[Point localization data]
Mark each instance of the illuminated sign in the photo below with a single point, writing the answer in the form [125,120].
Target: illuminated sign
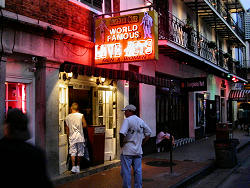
[127,38]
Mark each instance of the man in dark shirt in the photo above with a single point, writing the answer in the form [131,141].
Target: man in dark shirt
[21,164]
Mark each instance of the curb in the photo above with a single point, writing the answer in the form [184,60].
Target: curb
[237,166]
[195,176]
[205,171]
[86,172]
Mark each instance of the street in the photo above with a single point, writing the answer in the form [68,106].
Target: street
[238,177]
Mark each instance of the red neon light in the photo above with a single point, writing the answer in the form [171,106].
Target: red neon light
[126,38]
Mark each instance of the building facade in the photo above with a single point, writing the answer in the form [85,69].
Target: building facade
[48,62]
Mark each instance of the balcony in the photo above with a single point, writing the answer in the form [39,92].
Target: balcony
[185,44]
[217,14]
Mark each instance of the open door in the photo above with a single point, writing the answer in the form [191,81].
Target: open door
[63,143]
[211,116]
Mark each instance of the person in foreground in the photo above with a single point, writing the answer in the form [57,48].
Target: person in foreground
[22,164]
[134,133]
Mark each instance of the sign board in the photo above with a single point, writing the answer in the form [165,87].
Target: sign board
[126,38]
[196,84]
[99,130]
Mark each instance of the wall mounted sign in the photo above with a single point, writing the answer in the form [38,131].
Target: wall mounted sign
[126,38]
[196,84]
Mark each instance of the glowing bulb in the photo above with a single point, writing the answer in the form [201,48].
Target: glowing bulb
[102,80]
[70,75]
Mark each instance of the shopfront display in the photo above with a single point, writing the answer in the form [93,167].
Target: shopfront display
[97,101]
[126,38]
[15,96]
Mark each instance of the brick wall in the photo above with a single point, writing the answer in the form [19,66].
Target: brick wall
[61,13]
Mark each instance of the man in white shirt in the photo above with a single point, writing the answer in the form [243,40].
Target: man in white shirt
[133,133]
[75,122]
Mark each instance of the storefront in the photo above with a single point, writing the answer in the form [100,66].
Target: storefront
[20,89]
[96,97]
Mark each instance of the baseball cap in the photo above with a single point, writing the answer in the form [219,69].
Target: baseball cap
[129,107]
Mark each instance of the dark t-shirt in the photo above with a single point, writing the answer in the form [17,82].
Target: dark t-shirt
[22,165]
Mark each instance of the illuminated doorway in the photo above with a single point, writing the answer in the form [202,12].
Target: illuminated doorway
[16,96]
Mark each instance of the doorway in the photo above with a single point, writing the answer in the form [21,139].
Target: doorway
[171,113]
[211,116]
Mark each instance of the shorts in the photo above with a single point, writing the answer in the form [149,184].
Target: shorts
[77,149]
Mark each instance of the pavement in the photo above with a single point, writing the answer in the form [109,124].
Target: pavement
[192,161]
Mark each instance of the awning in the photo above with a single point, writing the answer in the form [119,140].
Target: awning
[78,69]
[239,95]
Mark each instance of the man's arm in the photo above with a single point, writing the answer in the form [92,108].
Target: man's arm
[145,139]
[147,133]
[66,129]
[84,123]
[122,140]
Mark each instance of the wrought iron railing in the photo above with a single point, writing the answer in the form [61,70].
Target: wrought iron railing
[175,30]
[222,10]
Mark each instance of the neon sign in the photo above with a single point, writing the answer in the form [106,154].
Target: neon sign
[127,38]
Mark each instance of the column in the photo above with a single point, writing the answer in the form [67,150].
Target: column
[3,61]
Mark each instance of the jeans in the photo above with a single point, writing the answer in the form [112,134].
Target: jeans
[126,162]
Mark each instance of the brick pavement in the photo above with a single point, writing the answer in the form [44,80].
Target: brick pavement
[190,159]
[152,176]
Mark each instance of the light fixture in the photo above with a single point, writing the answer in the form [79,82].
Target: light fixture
[126,84]
[147,2]
[102,80]
[112,83]
[69,75]
[98,81]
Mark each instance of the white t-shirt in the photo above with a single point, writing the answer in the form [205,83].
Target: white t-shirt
[161,136]
[74,122]
[134,129]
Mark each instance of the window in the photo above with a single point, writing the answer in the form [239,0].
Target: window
[15,96]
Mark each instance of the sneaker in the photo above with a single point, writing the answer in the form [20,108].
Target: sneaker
[77,169]
[74,169]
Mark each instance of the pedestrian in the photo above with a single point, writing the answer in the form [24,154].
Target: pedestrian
[75,122]
[134,133]
[163,141]
[22,164]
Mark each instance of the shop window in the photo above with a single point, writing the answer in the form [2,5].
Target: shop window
[200,110]
[93,3]
[106,99]
[15,96]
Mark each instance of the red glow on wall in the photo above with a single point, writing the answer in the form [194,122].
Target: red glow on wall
[15,96]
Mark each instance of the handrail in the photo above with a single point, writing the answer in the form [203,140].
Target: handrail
[175,30]
[221,9]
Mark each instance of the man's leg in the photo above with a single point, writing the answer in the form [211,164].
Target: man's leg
[137,171]
[126,162]
[72,151]
[73,160]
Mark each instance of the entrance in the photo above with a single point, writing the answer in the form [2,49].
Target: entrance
[171,112]
[19,94]
[211,116]
[97,103]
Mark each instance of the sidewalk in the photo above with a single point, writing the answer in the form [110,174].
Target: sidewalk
[191,161]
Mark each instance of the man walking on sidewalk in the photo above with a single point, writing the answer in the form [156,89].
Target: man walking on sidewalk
[22,164]
[75,122]
[133,133]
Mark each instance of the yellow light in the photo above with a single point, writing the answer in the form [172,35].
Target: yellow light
[126,84]
[70,75]
[102,80]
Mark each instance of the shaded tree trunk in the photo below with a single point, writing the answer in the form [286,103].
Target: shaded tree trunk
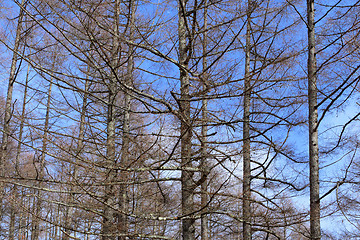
[8,106]
[315,232]
[246,133]
[204,131]
[35,231]
[187,188]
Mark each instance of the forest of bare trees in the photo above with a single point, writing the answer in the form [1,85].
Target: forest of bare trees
[187,119]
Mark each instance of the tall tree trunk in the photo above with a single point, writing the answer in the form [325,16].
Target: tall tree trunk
[187,185]
[246,134]
[315,232]
[204,130]
[17,157]
[68,220]
[8,106]
[109,230]
[35,232]
[122,218]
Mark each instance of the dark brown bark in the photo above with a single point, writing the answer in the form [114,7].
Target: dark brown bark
[246,135]
[187,198]
[315,232]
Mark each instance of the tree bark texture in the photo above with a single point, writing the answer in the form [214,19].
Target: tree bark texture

__WHAT THE TASK ASKS__: After removing the pictures, set down every record above exactly as it stands.

__EXERCISE ANSWER__:
Mark each instance of the illuminated sign in the photo below with a single point, writing the answer in the form [125,120].
Target: illuminated sign
[127,38]
Mark each instance of the man in dark shirt in the photo above with a single point, writing the answer in the form [131,141].
Target: man in dark shirt
[21,164]
Mark each instance of the curb in the photo above with a single point, writing the answer in the form [184,60].
Target: curb
[237,166]
[195,176]
[205,171]
[86,172]
Mark each instance of the street in the photo above with a single point, writing the answer in the form [68,106].
Target: street
[238,177]
Mark each instance of the red neon light in the photo above with a single point, writing the answer in the form [171,106].
Target: red neon light
[126,38]
Mark each instance of the building facade in the photo above with a single point, writing the answer in the form [85,69].
Target: building facade
[48,62]
Mark each instance of the balcony in the photo above with a single point, writing the answer in the form [39,92].
Target: balcony
[185,44]
[217,14]
Mark each instance of the open door in the photo above with a single point, writing the answer in the form [191,81].
Target: open door
[63,143]
[211,116]
Mark each instance of the person in foreground in the photo above with a single point, writing the answer in the form [57,48].
Target: person in foreground
[22,164]
[134,133]
Mark each instance of the sign board in the photo above with a single point, writing the answer in the form [165,87].
Target: sign board
[126,38]
[196,84]
[99,130]
Mark each instance of the wall mounted sign in the photo above with a single point, writing the answer in the form [38,131].
Target: wall mounted sign
[126,38]
[196,84]
Mark each instance of the glowing bulb in the photo above with a single point, writing the answer in the form [201,48].
Target: glowing bulb
[102,80]
[70,75]
Mark each instance of the shopfront display in the photo above with a single point, writing the answer in the form [93,167].
Target: shopfront display
[97,101]
[126,38]
[15,96]
Mark each instance of the brick wall in the photo above with a single point, writing the answer in the form [19,66].
Target: brick wall
[61,13]
Mark each instance of the man in white shirt in the photo above with a single point, writing the answer in the form [243,40].
Target: man in white shirt
[133,133]
[75,122]
Mark each instance of the storefront in the photo above with a single point, writing the answer in the form [100,66].
Target: storefront
[20,89]
[96,97]
Mark each instance of the baseball cap in the photo above with a single point, writing the answer in the form [219,69].
Target: baseball cap
[129,107]
Mark each instance of the dark t-shirt in the photo above with a single point, writing the answer in the form [17,82].
Target: dark t-shirt
[22,165]
Mark each instance of the illuminated doorway in the photo above with a single point, writing the answer in the form [202,12].
Target: illuminated doorway
[16,96]
Mark each instance of the doorway in the photo above with a single point, writing the answer in the form [21,139].
Target: doorway
[171,113]
[211,116]
Mark each instance of the shorts in the photo above with a single point, writing the answer in the form [149,184].
Target: shorts
[77,149]
Mark each instance of the pavement in the photo above with a single point, writing the answer in the form [109,124].
Target: pavement
[192,161]
Mark each instance of the awning in the photo above with a single point, writing the answer in the form [119,140].
Target: awning
[78,69]
[239,95]
Mark each instance of the man's arm in the photo above with a single point, writing the answer in the form [92,108].
Target: man's arm
[145,139]
[147,133]
[66,129]
[84,123]
[122,140]
Mark each instance of the wrought iron railing in the photo above with a single point, writing the answer in the form [61,70].
Target: wrought iron railing
[175,30]
[222,10]
Mark each instance of the neon sign in the photo above with a single point, writing the answer in the form [106,154].
Target: neon sign
[127,38]
Mark each instance of the column in the photo above with a single point, writing the answer in the form [67,150].
Target: column
[3,61]
Mark each instance of the jeans in the photo above with a single point, writing the answer in the form [112,134].
Target: jeans
[126,162]
Mark each instance of the brick pavement in the photo above with a single point, writing the answer in the form [44,80].
Target: brick pavement
[190,159]
[152,176]
Mark each instance of the light fixture in the photo above with a single point, writing the answer in the form [79,82].
Target: light fixture
[126,84]
[147,2]
[102,80]
[112,83]
[69,75]
[98,81]
Mark each instance of the white t-shirt in the photo above with a single point, writing the answer in the form [205,83].
Target: white t-shirt
[161,136]
[74,122]
[134,129]
Mark each instance of the window in the photo above with a single point, writing the answer in the form [239,0].
Target: window
[15,96]
Mark each instance of the sneaker in the photo above with a single point, writing the answer in the form [20,108].
Target: sneaker
[77,169]
[74,169]
Mark each instance of the pedestrian in the photo above with a single point, writing the answer in the form [24,154].
Target: pedestrian
[75,122]
[134,133]
[163,141]
[22,164]
Mark each instance of the shop window in the photo above with a single point, writing the answer in the form [2,5].
Target: shop window
[200,110]
[93,3]
[106,99]
[15,96]
Mark each instance of the red glow on wall in the photo above with a single point, writing the answer in the form [194,122].
Target: red glow on wall
[15,96]
Mark each instance of the handrail in the photo above with a single point, writing the answer in the form [203,140].
Target: handrail
[175,30]
[221,9]
Mark each instance of the man's leg in the photo above with a single point, writing the answer in the form [211,164].
Target: man's leg
[137,171]
[126,162]
[72,151]
[73,160]
Mark each instance of the entrance in the photo above with a single point, writing the answer in the form [2,49].
Target: entrance
[171,112]
[19,94]
[211,116]
[97,103]
Mark each instance of the sidewalk in the photo above with a single point, writing the answer in the form [110,174].
Target: sidewalk
[191,161]
Mark each instance of the man walking on sidewalk in the photo above with a single point, writing the answer in the form [156,89].
Target: man walking on sidewalk
[22,164]
[75,122]
[133,133]
Mark each instance of the yellow light in the photo above with a single point, writing the answer in the form [172,35].
Target: yellow light
[126,84]
[70,75]
[102,80]
Mark each instance of the shaded tree trunk in the photo below with a single point, writing the answer in the form [286,103].
Target: shaded tree trunk
[8,106]
[315,232]
[246,133]
[204,131]
[35,231]
[187,188]
Mark each instance of the forest of bare trees in the photo above with a single point, writing the answer in the form [1,85].
Target: forest of bare trees
[187,119]
Mark each instance of the tall tree trunk in the photo above with a single point, writing the answer in the form [325,16].
Target: tall tree trunk
[187,185]
[246,134]
[315,232]
[204,130]
[17,157]
[68,220]
[8,106]
[109,230]
[35,232]
[122,218]
Mark each instance of the dark brown bark in the photo above with a single point, writing the answer in the form [114,7].
Target: dark brown bark
[246,135]
[187,198]
[315,232]
Mark each instance of the tree bark texture in the photo above with a single point, writing the answer in the form [214,19].
Target: tree bark texture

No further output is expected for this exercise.